§ What to work on
Put the rows below into a Markdown table with the columns "No." and "Line." Give each line its number and its text, and leave out any blank lines.

####

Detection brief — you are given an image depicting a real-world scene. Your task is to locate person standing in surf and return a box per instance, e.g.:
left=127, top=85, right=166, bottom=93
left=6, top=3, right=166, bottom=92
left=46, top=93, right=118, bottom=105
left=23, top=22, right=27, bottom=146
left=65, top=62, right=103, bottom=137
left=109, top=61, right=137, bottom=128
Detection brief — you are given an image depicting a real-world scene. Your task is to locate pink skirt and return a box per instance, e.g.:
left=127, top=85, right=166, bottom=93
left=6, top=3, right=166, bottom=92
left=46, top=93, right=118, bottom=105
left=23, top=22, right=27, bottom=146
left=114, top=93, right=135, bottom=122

####

§ Expected answer
| No. | Line |
|---|---|
| 1 | Detection brief — you are given an image depicting a real-world scene. Your task is to locate person standing in surf and return a box per instance, e.g.: |
| 2 | left=127, top=85, right=166, bottom=93 |
| 3 | left=6, top=3, right=166, bottom=92 |
| 4 | left=46, top=93, right=118, bottom=105 |
| 5 | left=23, top=22, right=27, bottom=146 |
| 6 | left=65, top=62, right=103, bottom=137 |
| 7 | left=109, top=61, right=137, bottom=128 |
| 8 | Detection brief — you are given an image depicting a real-world scene. Your task is to locate pink skirt and return a box per instance, e.g.: |
| 9 | left=127, top=85, right=166, bottom=93 |
| 10 | left=6, top=3, right=166, bottom=92 |
| 11 | left=46, top=93, right=118, bottom=105 |
| 12 | left=23, top=22, right=27, bottom=146 |
| 13 | left=114, top=93, right=135, bottom=122 |